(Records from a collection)
|---|
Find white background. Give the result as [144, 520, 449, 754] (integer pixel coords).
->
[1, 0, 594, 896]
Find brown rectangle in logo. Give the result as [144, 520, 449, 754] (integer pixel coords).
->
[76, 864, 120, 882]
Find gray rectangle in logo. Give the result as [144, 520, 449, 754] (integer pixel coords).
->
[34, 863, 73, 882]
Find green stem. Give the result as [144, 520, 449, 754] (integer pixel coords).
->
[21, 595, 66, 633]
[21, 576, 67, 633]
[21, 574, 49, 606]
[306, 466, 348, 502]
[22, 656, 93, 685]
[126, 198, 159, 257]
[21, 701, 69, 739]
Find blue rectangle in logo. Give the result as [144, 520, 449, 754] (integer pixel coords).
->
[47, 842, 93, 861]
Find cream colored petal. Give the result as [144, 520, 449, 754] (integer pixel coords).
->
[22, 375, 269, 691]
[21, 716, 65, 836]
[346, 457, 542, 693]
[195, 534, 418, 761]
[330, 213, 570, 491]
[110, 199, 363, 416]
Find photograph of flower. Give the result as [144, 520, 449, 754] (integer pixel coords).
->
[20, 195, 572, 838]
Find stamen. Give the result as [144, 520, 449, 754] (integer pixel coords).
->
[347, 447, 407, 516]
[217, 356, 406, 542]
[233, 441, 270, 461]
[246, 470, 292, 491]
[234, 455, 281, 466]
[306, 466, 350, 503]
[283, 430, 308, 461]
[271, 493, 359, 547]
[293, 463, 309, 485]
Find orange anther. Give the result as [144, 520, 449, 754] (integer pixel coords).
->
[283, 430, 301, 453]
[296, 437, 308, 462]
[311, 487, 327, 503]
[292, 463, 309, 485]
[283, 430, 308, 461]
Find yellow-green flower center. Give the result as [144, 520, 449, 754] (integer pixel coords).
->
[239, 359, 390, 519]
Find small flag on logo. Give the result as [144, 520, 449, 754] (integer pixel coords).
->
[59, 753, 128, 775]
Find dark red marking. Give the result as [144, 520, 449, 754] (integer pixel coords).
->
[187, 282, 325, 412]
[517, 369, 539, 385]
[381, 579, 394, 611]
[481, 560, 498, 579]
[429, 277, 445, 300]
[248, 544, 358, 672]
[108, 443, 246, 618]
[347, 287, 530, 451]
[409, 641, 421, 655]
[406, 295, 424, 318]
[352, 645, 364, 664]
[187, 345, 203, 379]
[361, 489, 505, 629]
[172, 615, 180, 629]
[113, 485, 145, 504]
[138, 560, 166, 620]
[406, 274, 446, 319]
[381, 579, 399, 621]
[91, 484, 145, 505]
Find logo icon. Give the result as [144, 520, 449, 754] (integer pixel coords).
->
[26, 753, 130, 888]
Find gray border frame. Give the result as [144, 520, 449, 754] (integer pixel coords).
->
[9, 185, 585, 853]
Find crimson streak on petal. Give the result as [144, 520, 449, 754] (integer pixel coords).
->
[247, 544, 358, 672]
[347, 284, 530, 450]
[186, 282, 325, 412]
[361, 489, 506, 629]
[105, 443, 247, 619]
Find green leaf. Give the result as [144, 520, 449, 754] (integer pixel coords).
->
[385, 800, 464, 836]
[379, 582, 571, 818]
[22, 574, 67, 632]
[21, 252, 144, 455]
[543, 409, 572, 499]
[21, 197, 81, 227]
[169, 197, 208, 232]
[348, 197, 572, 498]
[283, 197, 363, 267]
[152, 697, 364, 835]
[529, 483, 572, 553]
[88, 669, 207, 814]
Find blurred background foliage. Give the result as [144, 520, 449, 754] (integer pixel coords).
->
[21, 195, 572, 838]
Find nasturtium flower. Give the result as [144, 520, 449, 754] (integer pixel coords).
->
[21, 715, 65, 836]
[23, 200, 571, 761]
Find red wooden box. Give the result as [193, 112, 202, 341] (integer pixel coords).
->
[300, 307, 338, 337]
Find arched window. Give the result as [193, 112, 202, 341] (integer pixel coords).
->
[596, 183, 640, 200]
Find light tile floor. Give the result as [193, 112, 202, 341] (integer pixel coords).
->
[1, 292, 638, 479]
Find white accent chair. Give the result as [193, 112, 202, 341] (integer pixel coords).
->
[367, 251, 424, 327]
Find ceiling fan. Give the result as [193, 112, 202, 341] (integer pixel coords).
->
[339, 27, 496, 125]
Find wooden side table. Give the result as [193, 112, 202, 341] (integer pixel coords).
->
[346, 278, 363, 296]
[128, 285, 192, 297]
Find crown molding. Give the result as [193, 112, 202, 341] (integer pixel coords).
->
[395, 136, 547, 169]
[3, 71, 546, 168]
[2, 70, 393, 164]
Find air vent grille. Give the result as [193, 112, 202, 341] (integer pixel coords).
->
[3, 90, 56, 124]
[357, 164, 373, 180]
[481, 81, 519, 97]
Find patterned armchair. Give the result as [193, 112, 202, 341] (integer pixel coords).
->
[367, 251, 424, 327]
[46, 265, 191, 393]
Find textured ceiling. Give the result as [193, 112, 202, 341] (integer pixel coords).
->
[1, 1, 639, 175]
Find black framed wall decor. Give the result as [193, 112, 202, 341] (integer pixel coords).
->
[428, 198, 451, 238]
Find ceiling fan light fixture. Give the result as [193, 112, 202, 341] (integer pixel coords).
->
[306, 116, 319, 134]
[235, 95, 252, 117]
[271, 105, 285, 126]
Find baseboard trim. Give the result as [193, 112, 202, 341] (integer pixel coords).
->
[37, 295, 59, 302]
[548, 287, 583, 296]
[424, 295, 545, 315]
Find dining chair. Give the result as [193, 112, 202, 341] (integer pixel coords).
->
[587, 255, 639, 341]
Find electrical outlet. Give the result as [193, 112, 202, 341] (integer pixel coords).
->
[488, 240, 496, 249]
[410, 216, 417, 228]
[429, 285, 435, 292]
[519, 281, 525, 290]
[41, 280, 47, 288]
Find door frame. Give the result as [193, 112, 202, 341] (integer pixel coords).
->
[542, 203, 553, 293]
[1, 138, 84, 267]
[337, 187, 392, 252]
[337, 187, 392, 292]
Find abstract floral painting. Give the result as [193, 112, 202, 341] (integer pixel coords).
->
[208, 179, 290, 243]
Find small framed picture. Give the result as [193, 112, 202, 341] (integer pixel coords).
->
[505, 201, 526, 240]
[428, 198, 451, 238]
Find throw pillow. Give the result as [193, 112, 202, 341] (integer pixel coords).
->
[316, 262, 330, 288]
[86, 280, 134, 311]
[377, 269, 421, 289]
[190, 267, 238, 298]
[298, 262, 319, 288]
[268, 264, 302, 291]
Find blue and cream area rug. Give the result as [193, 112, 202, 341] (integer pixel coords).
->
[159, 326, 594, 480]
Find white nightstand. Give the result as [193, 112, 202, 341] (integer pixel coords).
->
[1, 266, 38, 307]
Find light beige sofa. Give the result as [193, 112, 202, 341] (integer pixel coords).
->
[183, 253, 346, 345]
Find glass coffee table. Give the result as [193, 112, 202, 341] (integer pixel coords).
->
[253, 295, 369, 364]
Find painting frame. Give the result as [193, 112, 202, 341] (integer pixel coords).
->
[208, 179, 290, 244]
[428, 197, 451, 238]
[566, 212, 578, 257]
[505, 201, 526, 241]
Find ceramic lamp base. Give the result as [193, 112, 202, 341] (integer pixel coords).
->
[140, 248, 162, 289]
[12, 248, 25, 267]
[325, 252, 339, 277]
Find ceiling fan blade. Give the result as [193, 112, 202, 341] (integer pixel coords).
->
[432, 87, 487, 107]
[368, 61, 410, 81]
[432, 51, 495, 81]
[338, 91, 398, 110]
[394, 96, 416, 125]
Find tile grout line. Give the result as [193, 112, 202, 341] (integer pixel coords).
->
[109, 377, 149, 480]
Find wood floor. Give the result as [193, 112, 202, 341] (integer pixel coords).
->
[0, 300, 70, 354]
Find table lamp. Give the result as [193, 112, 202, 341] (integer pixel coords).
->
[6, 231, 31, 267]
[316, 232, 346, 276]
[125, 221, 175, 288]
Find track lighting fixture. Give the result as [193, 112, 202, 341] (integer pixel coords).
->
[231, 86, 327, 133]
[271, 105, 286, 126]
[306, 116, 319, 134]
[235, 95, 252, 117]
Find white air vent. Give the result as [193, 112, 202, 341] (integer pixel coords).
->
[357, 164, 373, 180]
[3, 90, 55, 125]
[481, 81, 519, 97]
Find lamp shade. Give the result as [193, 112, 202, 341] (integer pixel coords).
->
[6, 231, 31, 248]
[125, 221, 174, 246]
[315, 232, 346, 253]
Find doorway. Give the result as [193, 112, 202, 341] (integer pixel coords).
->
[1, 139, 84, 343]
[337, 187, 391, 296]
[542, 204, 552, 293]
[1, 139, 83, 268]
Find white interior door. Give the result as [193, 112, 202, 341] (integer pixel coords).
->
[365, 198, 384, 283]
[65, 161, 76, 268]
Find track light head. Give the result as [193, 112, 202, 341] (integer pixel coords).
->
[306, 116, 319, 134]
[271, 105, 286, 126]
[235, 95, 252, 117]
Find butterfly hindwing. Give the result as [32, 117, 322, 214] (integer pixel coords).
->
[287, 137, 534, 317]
|---|
### Try it
Pick from the records each line that contains the word "gray" and show it.

### Task solution
Find gray rectangle in logo. Give the result as [144, 520, 449, 754] (integer pixel coords).
Find gray border frame. Give the result as [144, 520, 449, 754] (integer pixel coords).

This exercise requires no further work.